Um dos principais problemas que os Açores enfrentam são as baixas qualificações. Como é evidente, os números do abandono escolar precoce, que atingem nos Açores patamares inaceitáveis nos dias de hoje, contribuem fortemente para este cenário.

Têm sido tema de debate público as questões relativas às qualificações e a sua relação com as remunerações dos trabalhadores. Esta relação de interdependência entre qualificações e remuneração não fica completa sem se introduzir a economia e as suas características. Neste primeiro de dois artigos debruço-me essencialmente sobre as qualificações e remunerações por setor da economia regional.

É muito revelador olharmos para os dados publicados sobre qualificações, remunerações, precariedade, setores de atividade predominantes, dimensão das empresas, entre outros. Nos Açores os dados são preocupantes. O pessimismo quanto ao futuro agrava-se com as políticas públicas que vêm a ser seguidas que irão, sem dúvida, manter este estado de coisas.

Um dos principais problemas que os Açores enfrentam são as baixas qualificações. Como é evidente, os números do abandono escolar precoce, que atingem nos Açores patamares inaceitáveis nos dias de hoje, contribuem fortemente para este cenário.

### Segmento de dados
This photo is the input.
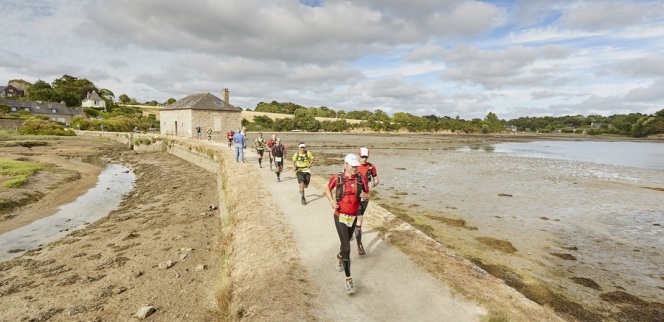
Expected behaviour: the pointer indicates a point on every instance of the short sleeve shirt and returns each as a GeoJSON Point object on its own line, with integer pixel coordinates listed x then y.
{"type": "Point", "coordinates": [349, 203]}
{"type": "Point", "coordinates": [302, 161]}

### Tarefas
(a) Responda às seguintes perguntas sobre o texto acerca das qualificações nos Açores:
(i) Qual é, segundo o texto, um dos principais problemas que os Açores enfrentam?
(ii) Sobre que temas se debruça essencialmente este primeiro de dois artigos?
(iii) O que agrava o pessimismo quanto ao futuro?
(b) Reproduza fielmente a passagem do texto sobre as qualificações nos Açores que começa nas palavras "É muito revelador" e termina depois de "estado de coisas.".
(c) Prossiga o texto sobre as qualificações nos Açores a partir do ponto em que ele termina.

### Respostas dos exercícios
(a)
(i) As baixas qualificações.
(ii) As qualificações e remunerações por setor da economia regional.
(iii) As políticas públicas que vêm a ser seguidas.

(b)
É muito revelador olharmos para os dados publicados sobre qualificações, remunerações, precariedade, setores de atividade predominantes, dimensão das empresas, entre outros. Nos Açores os dados são preocupantes. O pessimismo quanto ao futuro agrava-se com as políticas públicas que vêm a ser seguidas que irão, sem dúvida, manter este estado de coisas.

(c)
Mas para além disso, temos ainda uma baixíssima taxa de escolaridade ao nível de ensino superior na população entre 25 e 64 anos. A média nacional é de 31,5%, mas nos Açores fica-se pelos 19,1% (INE). Nas empresas (incluindo empresas públicas), segundo dados do Observatório do Emprego e Qualificação Profissional de 2021, apenas 14,3% dos trabalhadores têm qualificação superior.

Olhando para os setores da economia onde a participação de trabalhadores com o ensino superior é menor, vemos os suspeitos do costume. O que porventura surpreenderá a maioria das pessoas é a baixíssima proporção de trabalhadores com o ensino superior nesses setores.

É no setor primário (mas não teria de ser assim) que temos menos trabalhadores com o ensino superior (4,16%), mas setores com grande pujança na região não estão melhores.

O alojamento e restauração não fica muito à frente: apenas 5,78% dos trabalhadores têm formação superior. O comércio (que inclui a grande distribuição) fica-se pelos 7,36% e a construção civil pelos 4,95%. Os setores com menos de 10% de trabalhadores com o ensino superior representam 60% dos trabalhadores das empresas na região!

São setores como a consultoria científica, as tecnologias de informação e comunicação, a eletricidade e gás, a educação e a saúde que puxam pelo indicador.

Naturalmente que isso reflete-se nos salários. O salário médio base não ultrapassa os novecentos euros em nenhum dos setores com menos de 10% de trabalhadores com ensino superior. Salienta-se pela negativa os 742,10 € de remuneração base do setor do alojamento e restauração, os 777,1 € no setor da construção e os 799,28 € do comércio. Precisamente os setores que mais clamam por falta de mão de obra. Talvez devam os empresários do setor e os seus representantes olhar para estes números medíocres. É uma pista para explicar a sua dificuldade em recrutar trabalhadores.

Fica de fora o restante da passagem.